> _RECORD EXTRACTS_:
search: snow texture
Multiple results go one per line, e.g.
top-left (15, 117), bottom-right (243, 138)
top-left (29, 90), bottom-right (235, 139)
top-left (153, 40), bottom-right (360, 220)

> _WRITTEN REQUEST_:
Rewrite the rows above, replacing each "top-left" with "upper-left" and leaving everything else unchanged.

> _ANSWER TO THIS EXERCISE_:
search: snow texture
Multiple results go one per line, e.g.
upper-left (15, 117), bottom-right (243, 138)
upper-left (29, 90), bottom-right (235, 139)
upper-left (153, 40), bottom-right (360, 220)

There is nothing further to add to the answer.